EXTRACTED ENTRIES:
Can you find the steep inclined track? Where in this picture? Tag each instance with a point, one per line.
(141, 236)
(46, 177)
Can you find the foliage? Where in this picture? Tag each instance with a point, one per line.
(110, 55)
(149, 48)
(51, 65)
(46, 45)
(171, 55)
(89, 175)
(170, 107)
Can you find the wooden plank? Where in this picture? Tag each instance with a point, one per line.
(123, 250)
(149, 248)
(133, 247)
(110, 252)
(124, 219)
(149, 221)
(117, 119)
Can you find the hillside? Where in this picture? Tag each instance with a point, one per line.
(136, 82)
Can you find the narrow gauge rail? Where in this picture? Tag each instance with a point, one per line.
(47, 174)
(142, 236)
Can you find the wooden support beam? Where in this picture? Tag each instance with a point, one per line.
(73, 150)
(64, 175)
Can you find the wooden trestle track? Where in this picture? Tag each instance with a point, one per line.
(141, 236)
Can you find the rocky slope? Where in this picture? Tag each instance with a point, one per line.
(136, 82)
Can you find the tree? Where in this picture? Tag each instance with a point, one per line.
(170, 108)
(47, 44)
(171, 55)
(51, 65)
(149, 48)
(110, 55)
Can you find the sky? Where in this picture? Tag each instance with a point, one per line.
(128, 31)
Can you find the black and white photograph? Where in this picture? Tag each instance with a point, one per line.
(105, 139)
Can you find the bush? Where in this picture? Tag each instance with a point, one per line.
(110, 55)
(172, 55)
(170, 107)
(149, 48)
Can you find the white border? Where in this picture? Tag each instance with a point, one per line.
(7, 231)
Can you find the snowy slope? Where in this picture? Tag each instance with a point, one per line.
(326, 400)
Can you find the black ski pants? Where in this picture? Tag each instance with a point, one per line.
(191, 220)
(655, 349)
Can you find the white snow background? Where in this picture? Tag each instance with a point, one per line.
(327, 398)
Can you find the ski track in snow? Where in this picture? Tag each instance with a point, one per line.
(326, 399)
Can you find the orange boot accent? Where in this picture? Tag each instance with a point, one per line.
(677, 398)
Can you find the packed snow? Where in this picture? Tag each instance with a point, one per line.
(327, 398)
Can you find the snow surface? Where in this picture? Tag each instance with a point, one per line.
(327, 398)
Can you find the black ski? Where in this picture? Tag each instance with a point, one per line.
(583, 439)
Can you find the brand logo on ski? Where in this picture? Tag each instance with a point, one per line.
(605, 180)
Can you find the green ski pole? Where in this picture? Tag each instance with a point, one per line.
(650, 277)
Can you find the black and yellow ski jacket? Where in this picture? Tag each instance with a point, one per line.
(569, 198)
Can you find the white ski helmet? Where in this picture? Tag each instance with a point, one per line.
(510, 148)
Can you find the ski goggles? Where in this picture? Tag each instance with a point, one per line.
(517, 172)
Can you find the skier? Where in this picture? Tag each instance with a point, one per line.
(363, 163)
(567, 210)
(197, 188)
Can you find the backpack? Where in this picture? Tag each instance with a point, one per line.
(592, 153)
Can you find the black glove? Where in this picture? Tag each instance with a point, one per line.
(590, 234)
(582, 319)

TASK TO COMPLETE: Using the data above, output each line exactly.

THE COMPLETED TASK:
Can you find the steep inclined track? Where in this picture? Tag each instance with a point, one per line.
(141, 236)
(46, 177)
Can you find the foliage? Where in this picture? Tag each instance with a point, one per line.
(110, 55)
(149, 48)
(51, 65)
(46, 45)
(171, 55)
(89, 175)
(170, 107)
Can you find the wooden plank? Where in this picture? Tag each instance with a point, one per line.
(123, 250)
(149, 248)
(133, 247)
(110, 252)
(124, 219)
(149, 221)
(117, 119)
Can you find the hillside? Where in this picture? Tag each instance with a point, one per line.
(136, 82)
Can you find the narrow gauge rail? Where in this picture? Tag each instance with a point, one per line.
(47, 174)
(142, 236)
Can you find the wooden support beam? Where in this picture? Tag each instance with a point, one per line.
(73, 150)
(64, 175)
Can you find the wooden trestle track? Where in this picture? Tag each instance with a point, one per line.
(141, 236)
Can you find the rocky slope? Where in this picture? Tag each instance with a point, one per line.
(136, 82)
Can you find the tree? Where in this picture? Tag each instance with a point, one per line.
(170, 108)
(47, 44)
(171, 55)
(51, 65)
(149, 48)
(110, 55)
Can you find the sky? Where in this picture? Tag each instance with a point, one per line.
(128, 31)
Can you find the black and white photograph? Where in this picture? Tag each instance with a point, one per line.
(105, 139)
Can you find the bush? Where in this picture? Tag each instance with a point, one per line.
(110, 55)
(172, 55)
(170, 107)
(149, 48)
Can you find the white border? Where in this picture? Tag each instance with a point, one per line.
(7, 231)
Can you find the snowy slope? Where in this picture? Tag each instance with a point, one per line.
(326, 400)
Can you find the black ski pants? Where in this picture? Tag each instance with a point, one per line.
(191, 220)
(655, 349)
Can you find the white snow background? Where in this picture? Tag each instance with a point, one per line.
(327, 398)
Can you find the ski track in snow? Where in this picture? Tag each instance with a point, one per line.
(326, 399)
Can you find the orange boot accent? Where in this picture? Tag each instance with a point, one per line.
(677, 398)
Can you find the packed snow? Where in this picture? Tag each instance with a point, one per line.
(327, 398)
Can you find the snow surface? Where in this picture? Tag each instance with a point, one per line.
(327, 398)
Can you find the black ski? Where in this picture? Tag each instance with a point, one per line.
(583, 439)
Can you find the brand logo on ski? Where in this picture? Tag each instance with a point, one per line.
(605, 180)
Can you find the green ski pole? Where in this picture? Tag each instance with a point, one per line.
(650, 277)
Can you find the black and yellow ski jacket? Where in this picture? Tag each instance with a point, one per line.
(569, 198)
Can you find the white ski helmet? Where in this picture? Tag each instance with a point, one per line.
(510, 148)
Can you find the ski goggles? Where in this picture? Tag each instance with a point, one per line.
(517, 172)
Can you find the skier? Where in this picture? Tag each instance with a point, one per line.
(363, 163)
(567, 210)
(197, 188)
Can you find the backpack? Where in this picture? Tag each instance with a point, one per line.
(592, 153)
Can you find the black glove? Where in this picture? Tag each instance with a point, one per line.
(590, 234)
(582, 319)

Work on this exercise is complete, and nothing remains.